Problems and tasks =>
a - According to the photometric redshift summary, why would a good method for predicting redshift be useful?
b - In the photometric redshift summary, replace "five optical bands" with "five photometric bands" in the passage starting at "My task is to" and ending at "SDSS SkyServer [@server].", and give the whole passage.

Selected extract =>
= Beginning of Section =

Photometric redshift summary

Photometric redshift summary

- 14 mins


After reading several papers on the topic I had to reevaluate the methods that were used and test their accuracy and re-implement the majority of them.

Photometric redshift estimation is a highly popular area and is still very important today as a huge portion of the sky is not accurately measured or measured at all by spectroscopists so finding the redshift of available data and developing a good method and tool to accurately predict it would be highly beneficial for all.

My task is to get familiar with these concepts and try to find the best among them with machine learning techniques and general clustering algorithms.

The problem

The Sloan Digital Sky Survey has done an imaging survey in five optical bands which was later on followed by a spectroscopic measurement where more than a million galaxy was observed. The optical bands were matched with the right spectroscopic data and magnitudes and redshifts were calculated. It is all stored in a huge database which is available on the SDSS SkyServer [@server].

The magnitudes and petrosian magnitudes, which is corrected for each galaxy type and by other factors as well, can be found in this database with the appropriate errors and the spectroscopic data can be joined to it as well.

= End of Section =

Study material =>

= Beginning of Section =

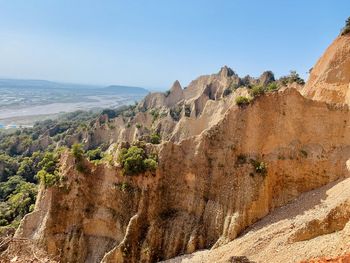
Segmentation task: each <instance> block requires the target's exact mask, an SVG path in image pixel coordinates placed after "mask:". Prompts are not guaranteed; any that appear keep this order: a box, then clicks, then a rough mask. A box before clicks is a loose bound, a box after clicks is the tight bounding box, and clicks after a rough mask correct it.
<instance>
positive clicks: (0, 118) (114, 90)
mask: <svg viewBox="0 0 350 263" xmlns="http://www.w3.org/2000/svg"><path fill="white" fill-rule="evenodd" d="M147 93H148V90H146V89H144V88H139V87H127V86H108V87H100V86H89V85H79V84H66V83H64V84H62V83H56V82H50V81H43V80H8V79H0V128H1V129H4V128H16V127H19V126H22V127H30V126H32V125H33V124H34V123H35V122H36V121H38V120H43V119H47V118H51V117H54V116H55V115H58V114H59V113H66V112H72V111H76V110H99V109H104V108H117V107H119V106H122V105H128V104H133V103H135V101H139V100H141V99H142V98H143V97H144V96H145V95H147Z"/></svg>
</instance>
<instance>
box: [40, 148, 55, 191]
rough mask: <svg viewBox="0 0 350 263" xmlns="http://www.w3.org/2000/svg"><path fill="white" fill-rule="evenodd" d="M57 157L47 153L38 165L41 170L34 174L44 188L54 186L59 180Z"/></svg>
mask: <svg viewBox="0 0 350 263" xmlns="http://www.w3.org/2000/svg"><path fill="white" fill-rule="evenodd" d="M57 165H58V155H57V154H56V153H52V152H47V153H45V155H44V158H43V159H42V161H41V162H40V163H39V166H40V167H41V170H40V171H39V172H38V173H37V174H36V177H37V178H38V179H39V181H40V182H41V183H43V184H44V185H45V187H51V186H54V185H56V184H57V183H58V182H59V180H60V174H59V171H58V166H57Z"/></svg>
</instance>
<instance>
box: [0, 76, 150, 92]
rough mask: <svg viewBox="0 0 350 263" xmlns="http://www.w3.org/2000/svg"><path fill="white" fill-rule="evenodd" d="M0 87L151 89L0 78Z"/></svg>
mask: <svg viewBox="0 0 350 263" xmlns="http://www.w3.org/2000/svg"><path fill="white" fill-rule="evenodd" d="M0 88H23V89H24V88H26V89H48V88H49V89H75V90H77V91H78V90H81V89H84V90H95V91H102V92H104V93H106V92H107V93H109V91H110V92H111V93H113V94H118V93H119V94H147V93H148V92H149V91H148V90H146V89H144V88H140V87H129V86H121V85H111V86H108V87H103V86H102V85H100V86H99V85H88V84H73V83H60V82H53V81H48V80H26V79H0Z"/></svg>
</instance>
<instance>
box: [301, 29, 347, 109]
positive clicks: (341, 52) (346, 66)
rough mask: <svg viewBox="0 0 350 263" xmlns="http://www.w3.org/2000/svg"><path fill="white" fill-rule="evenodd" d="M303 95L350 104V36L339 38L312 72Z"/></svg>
mask: <svg viewBox="0 0 350 263" xmlns="http://www.w3.org/2000/svg"><path fill="white" fill-rule="evenodd" d="M302 94H304V95H305V96H306V97H309V98H312V99H315V100H320V101H326V102H335V103H347V104H350V35H349V34H347V35H343V36H339V37H338V38H337V39H336V40H335V41H334V42H333V43H332V44H331V45H330V46H329V47H328V49H327V50H326V52H325V53H324V54H323V56H322V57H321V58H320V59H319V60H318V62H317V63H316V65H315V67H314V68H313V69H312V70H311V73H310V78H309V80H308V82H307V83H306V85H305V87H304V89H303V90H302Z"/></svg>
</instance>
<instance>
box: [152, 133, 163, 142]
mask: <svg viewBox="0 0 350 263" xmlns="http://www.w3.org/2000/svg"><path fill="white" fill-rule="evenodd" d="M160 140H161V139H160V135H159V134H158V133H152V134H151V136H150V141H151V143H152V144H159V143H160Z"/></svg>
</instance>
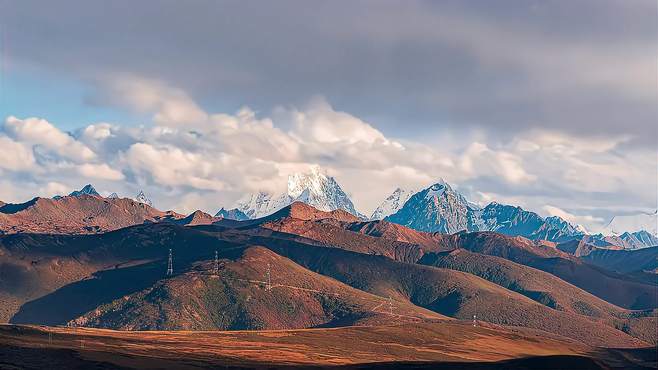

= End of Section =

Per-task outputs =>
a - Spectroscopists have measured a huge portion of the sky poorly or not at all. A good method and tool for accurately predicting redshift from available data would therefore be highly beneficial for all.

b -
My task is to get familiar with these concepts and try to find the best among them with machine learning techniques and general clustering algorithms.

The problem

The Sloan Digital Sky Survey has done an imaging survey in five photometric bands which was later on followed by a spectroscopic measurement where more than a million galaxy was observed. The optical bands were matched with the right spectroscopic data and magnitudes and redshifts were calculated. It is all stored in a huge database which is available on the SDSS SkyServer [@server].